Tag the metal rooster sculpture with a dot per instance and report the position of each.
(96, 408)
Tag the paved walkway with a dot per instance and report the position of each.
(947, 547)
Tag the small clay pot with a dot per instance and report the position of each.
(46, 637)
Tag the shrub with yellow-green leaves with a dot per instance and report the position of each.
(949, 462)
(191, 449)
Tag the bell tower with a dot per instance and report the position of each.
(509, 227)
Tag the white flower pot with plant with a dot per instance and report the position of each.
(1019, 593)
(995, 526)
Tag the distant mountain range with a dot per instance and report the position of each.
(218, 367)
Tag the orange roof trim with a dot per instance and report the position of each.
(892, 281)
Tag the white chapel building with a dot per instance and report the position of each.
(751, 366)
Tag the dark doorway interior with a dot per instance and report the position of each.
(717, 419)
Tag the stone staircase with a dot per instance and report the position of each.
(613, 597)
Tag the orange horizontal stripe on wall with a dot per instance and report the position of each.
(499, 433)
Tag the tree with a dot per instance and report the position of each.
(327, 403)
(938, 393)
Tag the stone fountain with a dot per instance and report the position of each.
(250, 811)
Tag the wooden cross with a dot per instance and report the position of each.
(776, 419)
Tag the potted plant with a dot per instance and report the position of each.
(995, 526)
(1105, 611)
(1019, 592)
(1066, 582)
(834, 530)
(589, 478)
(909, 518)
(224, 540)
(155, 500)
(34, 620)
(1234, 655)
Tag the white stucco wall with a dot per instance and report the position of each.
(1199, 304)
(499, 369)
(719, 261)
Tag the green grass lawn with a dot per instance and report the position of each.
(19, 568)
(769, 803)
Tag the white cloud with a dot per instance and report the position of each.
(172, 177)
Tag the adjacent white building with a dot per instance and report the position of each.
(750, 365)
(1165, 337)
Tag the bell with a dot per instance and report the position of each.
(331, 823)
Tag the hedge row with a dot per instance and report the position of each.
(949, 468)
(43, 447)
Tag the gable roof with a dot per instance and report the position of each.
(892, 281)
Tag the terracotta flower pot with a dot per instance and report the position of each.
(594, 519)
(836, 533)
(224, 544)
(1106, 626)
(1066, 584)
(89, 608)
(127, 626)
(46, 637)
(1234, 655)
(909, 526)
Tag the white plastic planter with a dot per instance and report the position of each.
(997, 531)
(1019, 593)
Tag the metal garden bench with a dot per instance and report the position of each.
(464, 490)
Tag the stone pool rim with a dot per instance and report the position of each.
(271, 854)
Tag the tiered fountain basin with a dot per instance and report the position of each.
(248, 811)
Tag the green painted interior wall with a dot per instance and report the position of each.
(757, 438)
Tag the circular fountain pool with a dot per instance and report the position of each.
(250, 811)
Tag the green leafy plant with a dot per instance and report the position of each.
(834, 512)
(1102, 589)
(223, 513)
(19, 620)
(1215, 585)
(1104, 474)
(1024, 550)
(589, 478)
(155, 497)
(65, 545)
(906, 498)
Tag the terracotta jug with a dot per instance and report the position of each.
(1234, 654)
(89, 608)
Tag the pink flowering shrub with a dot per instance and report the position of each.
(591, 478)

_Your goal_: Give the lines above as a Markdown table with two columns, Row and Line, numbering each line in order and leaving out any blank lines.

_Solution to the problem_:
| Row | Line |
|---|---|
| 1 | Tag the metal rooster sculpture with a dot per instance and report the position of each. |
| 2 | (96, 408) |
| 3 | Tag the paved walkway with a dot per instance and report the position of each. |
| 4 | (947, 547) |
| 5 | Tag the small clay pot with a dot per instance and report the position of each. |
| 6 | (46, 637) |
| 7 | Tag the shrub with yellow-green leaves with a dot per instance and report the position of each. |
| 8 | (949, 462) |
| 9 | (191, 449) |
| 10 | Tag the bell tower with a dot per instance and report the position of each. |
| 11 | (509, 227) |
| 12 | Tag the white flower pot with plant with a dot per instance and report the position of each. |
| 13 | (1019, 593) |
| 14 | (995, 526) |
| 15 | Tag the distant mountain range with a dot per instance and report the position of each. |
| 16 | (218, 367) |
| 17 | Tag the orange roof trim with a dot per instance and report the position of each. |
| 18 | (892, 281) |
| 19 | Tag the white chapel building with a dot per instance and report the position of each. |
| 20 | (751, 366) |
| 21 | Tag the dark doorway interior with a dot per instance and report the position of each. |
| 22 | (717, 419) |
| 23 | Tag the stone staircase with a dot per instance and report the position of each. |
| 24 | (613, 597) |
| 25 | Tag the orange horizontal stripe on wall with a dot per instance and report the position of each. |
| 26 | (499, 433) |
| 27 | Tag the tree with a dot per instance and report the position of each. |
| 28 | (327, 403) |
| 29 | (938, 393) |
| 30 | Tag the stone fountain with a dot per instance and report the position of each. |
| 31 | (250, 811) |
| 32 | Tag the wooden cross with a dot per instance and report the position of each. |
| 33 | (776, 419) |
| 34 | Tag the potted plant with a dot per instance and report the position of each. |
| 35 | (995, 526) |
| 36 | (1105, 611) |
| 37 | (1019, 592) |
| 38 | (1066, 582) |
| 39 | (834, 530) |
| 40 | (589, 478) |
| 41 | (909, 518) |
| 42 | (224, 540) |
| 43 | (155, 500) |
| 44 | (34, 620) |
| 45 | (1234, 655) |
| 46 | Tag the white stucco wall with a dot per instance and report the position of each. |
| 47 | (1199, 304) |
| 48 | (499, 369) |
| 49 | (719, 261) |
| 50 | Tag the green grass lawn with a dot per instance and report the position of each. |
| 51 | (19, 568) |
| 52 | (769, 803) |
| 53 | Tag the white cloud with a dot per instance and report the position of each. |
| 54 | (172, 177) |
| 55 | Tag the adjacent white building with a dot per instance and report the position of each. |
| 56 | (750, 365) |
| 57 | (1165, 337) |
| 58 | Tag the bell with a dot per instance and report the position of each. |
| 59 | (331, 823) |
| 60 | Tag the hedge row with a dot per instance and report the position of each. |
| 61 | (949, 468) |
| 62 | (43, 447) |
| 63 | Tag the gable roof with a dot per instance and report the position of each. |
| 64 | (892, 281) |
| 65 | Tag the terracotta flower pot with a dot per instance and report the position of each. |
| 66 | (594, 519) |
| 67 | (836, 533) |
| 68 | (224, 544) |
| 69 | (1106, 626) |
| 70 | (1066, 584) |
| 71 | (89, 608) |
| 72 | (127, 626) |
| 73 | (46, 637) |
| 74 | (1234, 655) |
| 75 | (909, 526) |
| 76 | Tag the white plastic planter with a dot per instance and report the position of each. |
| 77 | (997, 531) |
| 78 | (1019, 593) |
| 79 | Tag the metal garden bench with a dot per instance and report the position of each. |
| 80 | (464, 490) |
| 81 | Tag the stone pool rim with a dot per instance and report the position of each. |
| 82 | (271, 854) |
| 83 | Tag the tiered fountain basin with a dot per instance and report the position of each. |
| 84 | (248, 811) |
| 85 | Tag the green painted interior wall with a dot per instance and report the position of each. |
| 86 | (757, 438) |
| 87 | Tag the circular fountain pool with a dot per instance and report the position of each. |
| 88 | (250, 811) |
| 89 | Tag the green leafy plant with a dot per instance and report the position of each. |
| 90 | (834, 512) |
| 91 | (1102, 589) |
| 92 | (223, 513) |
| 93 | (19, 620) |
| 94 | (1215, 585) |
| 95 | (1104, 474) |
| 96 | (1024, 550) |
| 97 | (589, 478) |
| 98 | (155, 497) |
| 99 | (65, 545) |
| 100 | (906, 498) |
| 101 | Tag the terracotta jug with a dot per instance and report the position of each. |
| 102 | (1234, 654) |
| 103 | (89, 608) |
| 104 | Tag the pink flowering shrub with a dot per instance and report the position of each. |
| 105 | (591, 478) |